— EXERCISE AIM —
Return each line, exactly as given, from the one containing "# point at: flower" through the end of the entries below, and skip the rest.

[GIVEN INFORMATION]

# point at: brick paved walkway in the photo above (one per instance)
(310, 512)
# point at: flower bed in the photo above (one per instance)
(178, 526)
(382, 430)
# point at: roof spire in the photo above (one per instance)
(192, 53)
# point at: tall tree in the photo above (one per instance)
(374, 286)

[/GIVEN INFORMATION]

— RESPONSE TO THIS EXERCISE —
# point at: flower bed in the photo above (one per instance)
(178, 526)
(382, 430)
# point at: roof spire in the photo above (one per instance)
(192, 53)
# point at: tall tree in the photo above (one per instance)
(374, 286)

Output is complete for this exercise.